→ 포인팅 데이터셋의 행
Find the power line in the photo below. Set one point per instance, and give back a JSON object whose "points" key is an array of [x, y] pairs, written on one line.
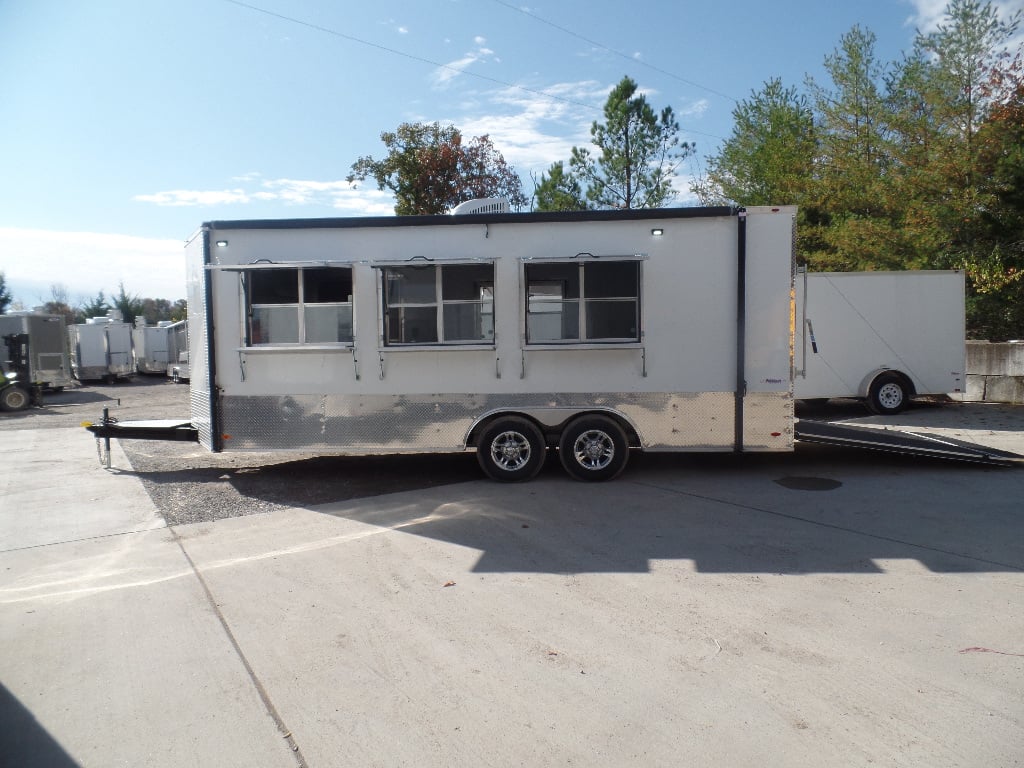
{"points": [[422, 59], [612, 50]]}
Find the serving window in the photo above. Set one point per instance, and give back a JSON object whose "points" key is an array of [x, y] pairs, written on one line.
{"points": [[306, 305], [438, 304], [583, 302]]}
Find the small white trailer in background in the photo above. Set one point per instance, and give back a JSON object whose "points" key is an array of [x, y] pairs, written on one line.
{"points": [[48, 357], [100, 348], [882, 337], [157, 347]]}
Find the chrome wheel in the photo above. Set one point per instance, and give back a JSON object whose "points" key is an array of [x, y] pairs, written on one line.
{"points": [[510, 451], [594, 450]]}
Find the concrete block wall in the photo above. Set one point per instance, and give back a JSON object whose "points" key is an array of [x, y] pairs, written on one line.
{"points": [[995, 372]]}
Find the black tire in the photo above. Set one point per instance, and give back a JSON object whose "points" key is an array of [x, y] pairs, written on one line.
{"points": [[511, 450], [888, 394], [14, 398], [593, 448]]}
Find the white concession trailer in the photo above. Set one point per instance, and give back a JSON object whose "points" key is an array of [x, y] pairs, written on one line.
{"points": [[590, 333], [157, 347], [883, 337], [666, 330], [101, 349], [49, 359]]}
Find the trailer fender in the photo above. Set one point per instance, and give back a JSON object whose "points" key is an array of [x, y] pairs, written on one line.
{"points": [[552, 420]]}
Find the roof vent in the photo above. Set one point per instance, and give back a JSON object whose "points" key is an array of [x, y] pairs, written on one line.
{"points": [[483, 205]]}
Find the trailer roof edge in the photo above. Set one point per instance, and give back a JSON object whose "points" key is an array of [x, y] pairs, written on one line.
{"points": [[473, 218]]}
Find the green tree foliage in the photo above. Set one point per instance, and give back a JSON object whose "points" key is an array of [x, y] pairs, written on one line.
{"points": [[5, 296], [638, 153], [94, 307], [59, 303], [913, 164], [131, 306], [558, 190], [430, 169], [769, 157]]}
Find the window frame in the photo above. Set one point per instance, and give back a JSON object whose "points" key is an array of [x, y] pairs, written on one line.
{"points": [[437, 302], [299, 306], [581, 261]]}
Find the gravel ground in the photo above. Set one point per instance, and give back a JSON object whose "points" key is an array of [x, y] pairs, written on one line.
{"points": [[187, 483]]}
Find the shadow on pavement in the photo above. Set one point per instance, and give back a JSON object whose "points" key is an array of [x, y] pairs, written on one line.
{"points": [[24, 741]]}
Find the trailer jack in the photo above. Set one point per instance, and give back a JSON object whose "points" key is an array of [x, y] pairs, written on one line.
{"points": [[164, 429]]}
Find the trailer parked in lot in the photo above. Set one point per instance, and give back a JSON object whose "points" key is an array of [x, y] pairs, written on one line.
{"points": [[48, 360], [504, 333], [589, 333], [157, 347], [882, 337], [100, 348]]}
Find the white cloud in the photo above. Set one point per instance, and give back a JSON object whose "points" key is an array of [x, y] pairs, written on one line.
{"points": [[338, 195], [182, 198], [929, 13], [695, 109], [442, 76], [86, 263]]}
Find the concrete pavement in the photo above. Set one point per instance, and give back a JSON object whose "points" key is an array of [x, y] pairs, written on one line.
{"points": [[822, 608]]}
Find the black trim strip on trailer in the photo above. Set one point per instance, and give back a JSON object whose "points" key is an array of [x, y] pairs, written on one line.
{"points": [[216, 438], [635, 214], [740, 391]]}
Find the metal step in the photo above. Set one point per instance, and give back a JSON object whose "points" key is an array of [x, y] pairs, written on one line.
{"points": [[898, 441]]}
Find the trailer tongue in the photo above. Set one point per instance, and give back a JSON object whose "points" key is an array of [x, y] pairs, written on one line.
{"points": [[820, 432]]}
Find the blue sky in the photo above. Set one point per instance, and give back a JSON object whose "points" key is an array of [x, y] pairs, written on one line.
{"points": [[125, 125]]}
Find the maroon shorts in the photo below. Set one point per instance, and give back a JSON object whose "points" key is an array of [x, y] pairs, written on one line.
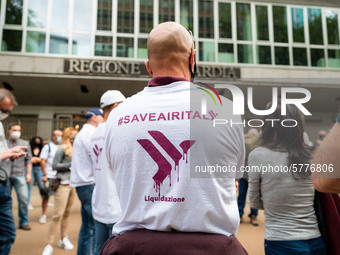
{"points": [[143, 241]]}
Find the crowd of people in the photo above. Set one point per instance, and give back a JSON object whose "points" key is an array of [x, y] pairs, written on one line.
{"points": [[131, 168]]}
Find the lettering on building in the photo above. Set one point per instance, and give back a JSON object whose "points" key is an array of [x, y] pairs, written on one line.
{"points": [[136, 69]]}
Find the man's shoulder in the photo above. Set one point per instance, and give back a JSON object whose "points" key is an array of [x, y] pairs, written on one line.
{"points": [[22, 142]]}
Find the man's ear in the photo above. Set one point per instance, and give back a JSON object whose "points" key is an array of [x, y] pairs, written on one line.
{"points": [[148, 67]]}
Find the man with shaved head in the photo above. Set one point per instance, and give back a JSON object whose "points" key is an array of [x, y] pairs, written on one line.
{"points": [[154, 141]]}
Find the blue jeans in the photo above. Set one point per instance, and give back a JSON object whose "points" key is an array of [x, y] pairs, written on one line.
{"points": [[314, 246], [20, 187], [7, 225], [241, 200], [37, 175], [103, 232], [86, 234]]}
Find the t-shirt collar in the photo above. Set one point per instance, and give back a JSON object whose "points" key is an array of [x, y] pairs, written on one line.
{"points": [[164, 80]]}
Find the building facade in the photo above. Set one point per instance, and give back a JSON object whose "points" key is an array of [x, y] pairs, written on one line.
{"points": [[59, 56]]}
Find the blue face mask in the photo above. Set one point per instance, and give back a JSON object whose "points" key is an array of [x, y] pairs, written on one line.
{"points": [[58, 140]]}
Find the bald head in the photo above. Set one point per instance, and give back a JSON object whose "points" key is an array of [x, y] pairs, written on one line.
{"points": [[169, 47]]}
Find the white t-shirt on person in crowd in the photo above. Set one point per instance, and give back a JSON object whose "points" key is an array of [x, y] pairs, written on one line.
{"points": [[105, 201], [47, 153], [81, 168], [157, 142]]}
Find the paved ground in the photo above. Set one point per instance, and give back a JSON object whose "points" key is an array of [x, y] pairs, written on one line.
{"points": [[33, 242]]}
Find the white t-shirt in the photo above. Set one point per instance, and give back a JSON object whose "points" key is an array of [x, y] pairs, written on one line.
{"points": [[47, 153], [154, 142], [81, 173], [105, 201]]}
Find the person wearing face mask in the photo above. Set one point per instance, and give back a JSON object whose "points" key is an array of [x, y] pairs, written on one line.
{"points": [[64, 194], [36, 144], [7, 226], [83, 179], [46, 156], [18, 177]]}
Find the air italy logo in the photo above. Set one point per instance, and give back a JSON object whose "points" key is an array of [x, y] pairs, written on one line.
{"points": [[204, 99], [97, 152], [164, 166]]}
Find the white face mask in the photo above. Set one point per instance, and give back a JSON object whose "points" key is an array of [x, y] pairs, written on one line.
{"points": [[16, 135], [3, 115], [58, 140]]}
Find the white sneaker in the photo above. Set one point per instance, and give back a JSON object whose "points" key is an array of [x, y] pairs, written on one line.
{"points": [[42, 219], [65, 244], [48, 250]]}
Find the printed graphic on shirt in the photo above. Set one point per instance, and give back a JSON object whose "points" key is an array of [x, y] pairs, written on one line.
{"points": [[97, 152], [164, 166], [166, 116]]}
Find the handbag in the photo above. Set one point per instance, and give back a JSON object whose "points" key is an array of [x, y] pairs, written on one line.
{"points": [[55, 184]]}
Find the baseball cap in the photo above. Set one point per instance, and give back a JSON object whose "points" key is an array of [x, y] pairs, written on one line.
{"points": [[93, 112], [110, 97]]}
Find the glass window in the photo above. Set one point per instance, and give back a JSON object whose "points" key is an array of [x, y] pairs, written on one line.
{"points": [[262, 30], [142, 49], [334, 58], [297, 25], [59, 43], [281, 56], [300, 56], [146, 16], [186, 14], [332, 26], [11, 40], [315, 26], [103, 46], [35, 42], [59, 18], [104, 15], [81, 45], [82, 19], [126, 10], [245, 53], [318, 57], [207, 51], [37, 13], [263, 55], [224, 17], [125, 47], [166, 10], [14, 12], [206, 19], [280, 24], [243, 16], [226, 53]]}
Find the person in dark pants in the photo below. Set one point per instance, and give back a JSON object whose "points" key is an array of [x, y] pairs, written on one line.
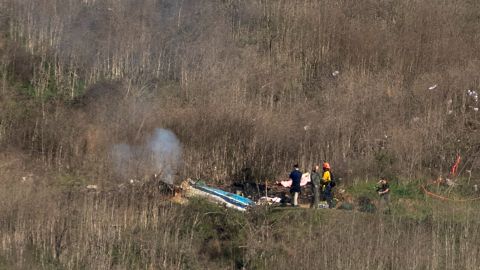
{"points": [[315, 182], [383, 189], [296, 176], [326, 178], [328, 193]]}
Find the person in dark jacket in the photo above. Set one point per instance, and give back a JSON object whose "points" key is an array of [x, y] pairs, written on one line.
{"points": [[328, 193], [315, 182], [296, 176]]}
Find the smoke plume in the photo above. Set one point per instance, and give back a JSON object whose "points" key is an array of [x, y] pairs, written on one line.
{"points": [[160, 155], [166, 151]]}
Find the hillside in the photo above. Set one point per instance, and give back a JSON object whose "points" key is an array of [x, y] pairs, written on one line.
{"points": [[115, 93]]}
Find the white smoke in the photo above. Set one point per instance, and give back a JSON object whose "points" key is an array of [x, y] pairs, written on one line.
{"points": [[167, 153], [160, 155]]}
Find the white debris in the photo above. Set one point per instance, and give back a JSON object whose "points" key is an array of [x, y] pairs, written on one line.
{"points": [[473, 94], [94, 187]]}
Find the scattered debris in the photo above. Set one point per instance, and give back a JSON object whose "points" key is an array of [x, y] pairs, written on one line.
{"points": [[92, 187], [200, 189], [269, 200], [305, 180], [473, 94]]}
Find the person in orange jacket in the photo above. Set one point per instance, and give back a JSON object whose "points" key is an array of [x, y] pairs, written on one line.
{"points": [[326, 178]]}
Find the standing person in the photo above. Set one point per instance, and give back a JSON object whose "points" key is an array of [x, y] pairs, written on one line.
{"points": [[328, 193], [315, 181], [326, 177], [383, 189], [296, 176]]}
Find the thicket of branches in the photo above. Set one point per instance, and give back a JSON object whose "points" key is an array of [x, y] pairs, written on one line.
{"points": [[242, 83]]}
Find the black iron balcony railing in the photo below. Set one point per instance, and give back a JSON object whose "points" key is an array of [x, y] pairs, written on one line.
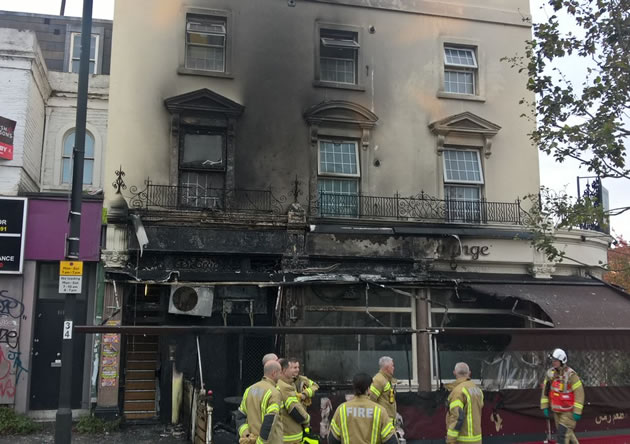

→ 과제 안내
"Find the person in orange"라는 문구가 들어 있는 줄부터 레코드 끝까지, 양 끝을 포함한 줄들을 다시 쓰되 "photo"라는 표현을 "image"라는 표현으로 바꾸고 나머지는 그대로 두세요. 그림은 답에서 빼세요.

→ 과제 답안
Find the person in orange jacket in the image above. Set one point per instance, and give back a JSON object whose "points" key is an array of [x, y] pairs, written on one line.
{"points": [[326, 178]]}
Find the standing person in the image above. Set one point per instance, and give back a JSON object whose "points" key is an array of [x, y] pairs, written on one line.
{"points": [[328, 193], [315, 181], [326, 177], [383, 189], [296, 176]]}
Find the thicket of branches in the image above. Set one point per instance, and give back a JSON object whose "points" key is an array of [x, y] pairs, written on one line.
{"points": [[242, 83]]}
Find the black iron balcony railing in the image below. Set one point per instance, and give back a JSON object whose "points" key is an array of [x, y] pairs, written on one line.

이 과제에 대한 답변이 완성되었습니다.